[Aim of the task]
List each line in the records below that contains the word "window", matching case exactly.

(A run of records)
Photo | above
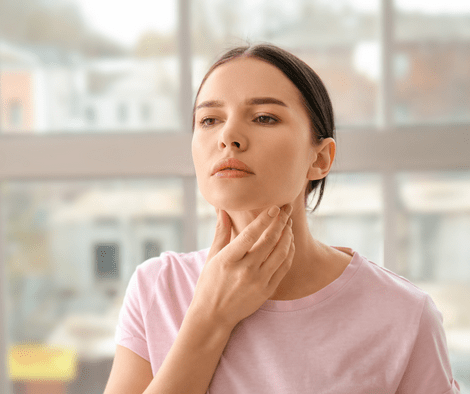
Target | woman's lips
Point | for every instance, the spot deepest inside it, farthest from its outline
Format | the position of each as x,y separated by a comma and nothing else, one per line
232,174
231,163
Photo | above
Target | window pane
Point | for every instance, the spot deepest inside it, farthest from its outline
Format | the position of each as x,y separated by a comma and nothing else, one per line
339,40
70,250
434,235
431,61
75,66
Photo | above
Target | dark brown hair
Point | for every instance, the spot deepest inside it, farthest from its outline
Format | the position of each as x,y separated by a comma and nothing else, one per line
314,94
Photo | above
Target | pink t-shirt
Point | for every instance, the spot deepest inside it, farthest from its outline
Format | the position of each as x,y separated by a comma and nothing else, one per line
370,331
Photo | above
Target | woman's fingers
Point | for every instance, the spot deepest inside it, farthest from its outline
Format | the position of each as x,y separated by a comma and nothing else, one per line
269,241
251,235
279,262
223,233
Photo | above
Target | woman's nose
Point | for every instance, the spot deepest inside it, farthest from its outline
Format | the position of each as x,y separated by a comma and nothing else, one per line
231,134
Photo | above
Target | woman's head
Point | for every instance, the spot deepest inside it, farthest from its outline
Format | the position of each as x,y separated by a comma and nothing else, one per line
307,125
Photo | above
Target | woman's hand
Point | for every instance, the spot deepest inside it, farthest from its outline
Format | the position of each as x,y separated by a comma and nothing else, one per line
239,276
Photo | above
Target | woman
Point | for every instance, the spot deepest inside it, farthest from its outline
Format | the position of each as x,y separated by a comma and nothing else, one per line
269,309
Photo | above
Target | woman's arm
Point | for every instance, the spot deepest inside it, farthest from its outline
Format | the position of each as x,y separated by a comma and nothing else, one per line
131,374
192,360
236,279
188,366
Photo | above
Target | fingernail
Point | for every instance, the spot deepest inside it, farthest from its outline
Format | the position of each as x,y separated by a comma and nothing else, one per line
289,208
273,211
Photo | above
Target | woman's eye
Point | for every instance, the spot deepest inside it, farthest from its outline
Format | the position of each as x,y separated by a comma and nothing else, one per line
265,119
206,122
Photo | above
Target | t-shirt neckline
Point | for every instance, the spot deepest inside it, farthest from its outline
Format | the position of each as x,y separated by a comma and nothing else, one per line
320,295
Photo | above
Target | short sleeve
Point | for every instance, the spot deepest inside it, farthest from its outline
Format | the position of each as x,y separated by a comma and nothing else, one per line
130,330
428,370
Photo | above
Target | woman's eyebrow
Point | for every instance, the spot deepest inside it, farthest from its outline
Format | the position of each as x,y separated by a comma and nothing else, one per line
252,101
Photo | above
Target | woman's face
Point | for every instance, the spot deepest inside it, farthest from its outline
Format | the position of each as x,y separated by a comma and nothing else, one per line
273,139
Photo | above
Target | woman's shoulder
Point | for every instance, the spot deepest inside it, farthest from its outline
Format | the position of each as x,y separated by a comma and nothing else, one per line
391,285
170,266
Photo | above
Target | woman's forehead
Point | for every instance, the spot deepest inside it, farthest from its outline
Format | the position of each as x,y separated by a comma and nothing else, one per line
244,78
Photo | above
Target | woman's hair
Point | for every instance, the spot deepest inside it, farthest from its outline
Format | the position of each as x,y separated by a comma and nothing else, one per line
315,97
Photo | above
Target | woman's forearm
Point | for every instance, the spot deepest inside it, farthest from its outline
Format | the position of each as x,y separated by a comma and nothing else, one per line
192,360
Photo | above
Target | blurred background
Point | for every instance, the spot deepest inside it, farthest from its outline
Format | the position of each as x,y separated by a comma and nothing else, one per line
96,172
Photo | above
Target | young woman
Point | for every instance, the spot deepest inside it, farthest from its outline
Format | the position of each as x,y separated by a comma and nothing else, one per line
268,308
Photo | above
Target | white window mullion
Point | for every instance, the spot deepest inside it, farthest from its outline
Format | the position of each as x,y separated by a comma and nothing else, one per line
4,339
189,182
386,124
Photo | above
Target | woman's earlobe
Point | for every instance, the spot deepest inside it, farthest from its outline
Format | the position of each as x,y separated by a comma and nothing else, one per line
325,156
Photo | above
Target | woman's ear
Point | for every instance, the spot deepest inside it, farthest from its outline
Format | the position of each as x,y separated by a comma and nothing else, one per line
325,155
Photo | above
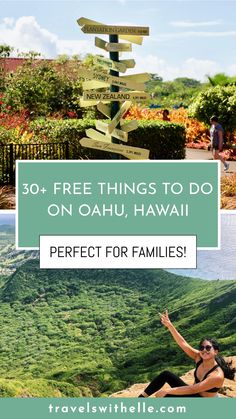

[Result]
Target | window pane
Target | white window mullion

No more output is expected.